● TRECHO SELECIONADO
··········

As sentenças proferidas ao longo dos anos pelo juiz José Eduardo Franco dos Reis, que enganou o sistema judiciário vivendo como o nome fictício de Edward Albert Lancelot Dodd Canterbury Caterham Wickfield não serão automaticamente anuladas — mas podem, sim, ser questionadas caso a caso.
Isso é o que explica o advogado e especialista em Direito Constitucional, Lélio Aleixo Araújo Soares, ao comentar o caso do magistrado aposentado que forjou ser um descendente de lordes ingleses por mais de 40 anos.
Quem é José Eduardo Franco dos Reis?
Nascido em Águas da Prata (SP), em 1958, José Eduardo criou a identidade de Edward Wickfield em 19 de setembro de 1980, quando obteve documentos falsos em um posto da Polícia Civil. Na época, a ausência de bancos de dados eletrônicos e a falta de integração entre órgãos públicos facilitaram a fraude.

··········

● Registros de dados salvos
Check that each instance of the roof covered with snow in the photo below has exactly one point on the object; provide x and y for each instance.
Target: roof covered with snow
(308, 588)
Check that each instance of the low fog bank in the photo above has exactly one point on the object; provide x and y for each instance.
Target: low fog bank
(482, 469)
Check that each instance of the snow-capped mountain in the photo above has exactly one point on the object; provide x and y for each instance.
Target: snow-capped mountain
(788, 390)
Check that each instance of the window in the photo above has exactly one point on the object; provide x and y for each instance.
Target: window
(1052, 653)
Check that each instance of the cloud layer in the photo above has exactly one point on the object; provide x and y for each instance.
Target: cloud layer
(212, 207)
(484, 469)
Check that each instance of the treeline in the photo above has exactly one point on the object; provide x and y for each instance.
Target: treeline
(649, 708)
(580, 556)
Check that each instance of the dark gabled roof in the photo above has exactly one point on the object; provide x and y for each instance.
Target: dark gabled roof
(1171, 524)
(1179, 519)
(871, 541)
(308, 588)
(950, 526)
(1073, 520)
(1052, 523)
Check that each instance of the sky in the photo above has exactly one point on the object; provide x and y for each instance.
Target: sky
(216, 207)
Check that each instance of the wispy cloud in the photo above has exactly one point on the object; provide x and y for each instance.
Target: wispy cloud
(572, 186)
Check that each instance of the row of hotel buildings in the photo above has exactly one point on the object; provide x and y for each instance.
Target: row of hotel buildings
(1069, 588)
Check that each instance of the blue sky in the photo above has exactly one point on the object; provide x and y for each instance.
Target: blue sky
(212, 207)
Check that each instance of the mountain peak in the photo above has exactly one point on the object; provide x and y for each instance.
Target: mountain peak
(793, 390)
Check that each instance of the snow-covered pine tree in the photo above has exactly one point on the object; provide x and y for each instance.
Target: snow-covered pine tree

··········

● EXERCÍCIOS PROPOSTOS
[1] No texto sobre o juiz que fingiu ser descendente de lordes ingleses, liste em ordem cada nome que compõe a identidade fictícia que ele usou.
[2] Escreva a continuação do texto sobre o juiz que fingiu ser descendente de lordes ingleses, a partir da última frase apresentada.

● RESULTADOS DOS EXERCÍCIOS
[1] Edward, Albert, Lancelot, Dodd, Canterbury, Caterham, Wickfield

[2]
Com a nova identidade, ele ingressou na Faculdade de Direito da USP, em 1988, e foi aprovado no concurso da magistratura paulista em 1996, onde construiu uma carreira aparentemente exemplar. Chegou a ocupar a titularidade da 35ª Vara Cível de São Paulo, no Fórum João Mendes, até se aposentar em 2018.
Durante todo esse período, manteve também a vida sob o nome verdadeiro, usada apenas em relações familiares. Já na vida pública, cultivava o personagem do “lorde inglês”, com histórico inventado e trejeitos de erudição.
A descoberta pela biometria
A farsa começou a ruir em outubro de 2024, quando ele foi ao Poupatempo da Sé solicitar uma segunda via de seu RG falso. O sistema biométrico AFIS/ABIS identificou que as digitais do suposto Wickfield eram idênticas às de José Eduardo Franco dos Reis.
O alerta automático levou à abertura de uma investigação do Ministério Público de São Paulo, que confirmou a duplicidade de identidades e a fraude documental mantida desde os anos 1980.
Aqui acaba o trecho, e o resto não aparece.